● **BRIEF**: Output the entries underneath exactly as they are.

● **RECORDS SHOWN**:
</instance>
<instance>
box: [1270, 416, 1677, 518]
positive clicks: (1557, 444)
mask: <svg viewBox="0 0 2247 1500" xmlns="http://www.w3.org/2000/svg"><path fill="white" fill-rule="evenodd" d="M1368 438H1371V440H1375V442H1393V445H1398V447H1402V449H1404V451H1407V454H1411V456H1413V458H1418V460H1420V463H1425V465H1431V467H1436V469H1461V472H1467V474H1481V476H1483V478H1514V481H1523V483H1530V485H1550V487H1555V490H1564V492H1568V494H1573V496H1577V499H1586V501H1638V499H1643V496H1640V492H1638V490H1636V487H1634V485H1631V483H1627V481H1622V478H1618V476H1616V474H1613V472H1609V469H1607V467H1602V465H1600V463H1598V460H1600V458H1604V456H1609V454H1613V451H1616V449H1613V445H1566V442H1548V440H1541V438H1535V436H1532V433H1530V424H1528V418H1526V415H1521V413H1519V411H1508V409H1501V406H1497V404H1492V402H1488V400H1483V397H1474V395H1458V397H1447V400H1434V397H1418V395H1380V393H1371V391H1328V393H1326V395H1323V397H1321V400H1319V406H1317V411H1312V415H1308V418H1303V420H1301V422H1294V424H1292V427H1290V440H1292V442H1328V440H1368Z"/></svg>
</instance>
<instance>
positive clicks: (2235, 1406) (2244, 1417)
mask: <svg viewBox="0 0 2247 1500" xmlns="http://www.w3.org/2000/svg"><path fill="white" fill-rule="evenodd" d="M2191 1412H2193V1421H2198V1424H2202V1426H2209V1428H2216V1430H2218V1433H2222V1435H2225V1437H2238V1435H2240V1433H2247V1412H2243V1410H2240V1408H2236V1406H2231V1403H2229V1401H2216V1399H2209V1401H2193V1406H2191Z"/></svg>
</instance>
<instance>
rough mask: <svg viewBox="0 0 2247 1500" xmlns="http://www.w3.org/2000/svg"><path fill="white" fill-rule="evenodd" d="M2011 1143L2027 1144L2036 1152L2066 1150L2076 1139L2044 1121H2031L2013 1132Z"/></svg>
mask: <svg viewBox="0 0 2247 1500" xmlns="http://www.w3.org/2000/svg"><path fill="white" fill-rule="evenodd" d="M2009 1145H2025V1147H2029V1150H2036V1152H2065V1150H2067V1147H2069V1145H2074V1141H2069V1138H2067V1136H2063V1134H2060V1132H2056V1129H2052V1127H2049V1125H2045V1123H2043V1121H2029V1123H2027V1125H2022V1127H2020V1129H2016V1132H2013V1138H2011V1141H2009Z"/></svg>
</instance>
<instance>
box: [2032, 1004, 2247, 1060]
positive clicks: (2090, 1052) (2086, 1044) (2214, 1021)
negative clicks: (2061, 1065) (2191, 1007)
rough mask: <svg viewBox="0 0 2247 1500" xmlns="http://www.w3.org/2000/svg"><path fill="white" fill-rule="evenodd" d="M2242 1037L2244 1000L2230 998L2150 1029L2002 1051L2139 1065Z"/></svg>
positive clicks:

● **WRITTEN REPLY**:
</instance>
<instance>
box: [1270, 416, 1677, 518]
positive clicks: (1557, 444)
mask: <svg viewBox="0 0 2247 1500" xmlns="http://www.w3.org/2000/svg"><path fill="white" fill-rule="evenodd" d="M1368 438H1371V440H1375V442H1393V445H1398V447H1402V449H1404V451H1407V454H1411V456H1413V458H1418V460H1420V463H1425V465H1431V467H1436V469H1461V472H1467V474H1481V476H1483V478H1514V481H1523V483H1530V485H1550V487H1555V490H1564V492H1568V494H1573V496H1577V499H1586V501H1638V499H1643V496H1640V492H1638V490H1636V487H1634V485H1631V483H1627V481H1622V478H1618V476H1616V474H1613V472H1609V469H1607V467H1602V465H1600V463H1598V460H1600V458H1604V456H1609V454H1613V451H1616V449H1613V445H1566V442H1548V440H1541V438H1535V436H1532V433H1530V424H1528V418H1526V415H1521V413H1519V411H1508V409H1501V406H1497V404H1492V402H1488V400H1483V397H1474V395H1458V397H1447V400H1434V397H1418V395H1380V393H1371V391H1328V393H1326V395H1323V397H1321V400H1319V406H1317V411H1312V415H1308V418H1303V420H1301V422H1294V424H1292V427H1290V440H1292V442H1328V440H1368Z"/></svg>
</instance>
<instance>
positive clicks: (2235, 1406) (2244, 1417)
mask: <svg viewBox="0 0 2247 1500" xmlns="http://www.w3.org/2000/svg"><path fill="white" fill-rule="evenodd" d="M2191 1412H2193V1421H2198V1424H2202V1426H2209V1428H2216V1430H2218V1433H2222V1435H2225V1437H2238V1435H2240V1433H2247V1412H2243V1410H2240V1408H2236V1406H2231V1403H2229V1401H2216V1399H2209V1401H2193V1406H2191Z"/></svg>
</instance>
<instance>
rough mask: <svg viewBox="0 0 2247 1500" xmlns="http://www.w3.org/2000/svg"><path fill="white" fill-rule="evenodd" d="M2011 1143L2027 1144L2036 1152L2066 1150L2076 1139L2044 1121H2031L2013 1132Z"/></svg>
mask: <svg viewBox="0 0 2247 1500" xmlns="http://www.w3.org/2000/svg"><path fill="white" fill-rule="evenodd" d="M2009 1145H2025V1147H2029V1150H2036V1152H2065V1150H2067V1147H2069V1145H2074V1141H2069V1138H2067V1136H2063V1134H2060V1132H2056V1129H2052V1127H2049V1125H2045V1123H2043V1121H2029V1123H2027V1125H2022V1127H2020V1129H2016V1132H2013V1138H2011V1141H2009Z"/></svg>
</instance>
<instance>
box: [2032, 1004, 2247, 1060]
positive clicks: (2090, 1052) (2086, 1044) (2214, 1021)
negative clicks: (2061, 1065) (2191, 1007)
rough mask: <svg viewBox="0 0 2247 1500" xmlns="http://www.w3.org/2000/svg"><path fill="white" fill-rule="evenodd" d="M2242 1037L2244 1000L2230 998L2150 1029L2002 1051L2139 1065Z"/></svg>
positive clicks:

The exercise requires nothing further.